**REQUIRED WORK**
Set down, word for word, the stretch of lines from the one containing "Each instance receives one point. Annotate the gravel" to the end of the records below.

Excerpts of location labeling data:
•••

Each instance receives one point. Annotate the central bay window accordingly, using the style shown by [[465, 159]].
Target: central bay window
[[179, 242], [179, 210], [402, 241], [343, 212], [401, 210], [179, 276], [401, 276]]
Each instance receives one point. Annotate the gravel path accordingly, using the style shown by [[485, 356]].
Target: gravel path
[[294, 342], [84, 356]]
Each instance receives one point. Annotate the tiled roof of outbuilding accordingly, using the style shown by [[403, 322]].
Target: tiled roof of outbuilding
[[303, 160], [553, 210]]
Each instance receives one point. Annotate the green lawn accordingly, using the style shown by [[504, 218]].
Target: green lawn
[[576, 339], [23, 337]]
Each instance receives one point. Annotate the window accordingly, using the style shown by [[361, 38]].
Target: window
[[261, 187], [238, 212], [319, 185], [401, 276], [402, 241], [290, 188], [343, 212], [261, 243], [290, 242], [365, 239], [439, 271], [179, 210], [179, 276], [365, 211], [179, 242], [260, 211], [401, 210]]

•••

**SOLUTION TO THIS EXERCISE**
Each instance receives one point. Annotate the gravel path accordingly, using the style shown by [[485, 356]].
Target: gravel path
[[294, 342], [84, 356]]
Each instance receives one point. Annotate the tiled roof of outbuilding accordingly, using the style shown by [[403, 322]].
Target: tiled roof of outbuilding
[[303, 160], [553, 210]]
Each instance receives one point. Annotate the green lawn accordingly, using the style shown by [[504, 218]].
Target: green lawn
[[576, 339], [23, 337]]
Each instance receives one point. Annotate the window accordingly, using the style shown by [[361, 38]].
Target: window
[[261, 187], [238, 212], [319, 185], [401, 276], [402, 241], [290, 188], [343, 212], [261, 243], [290, 242], [365, 239], [439, 271], [179, 210], [179, 276], [365, 211], [179, 242], [260, 211], [401, 210]]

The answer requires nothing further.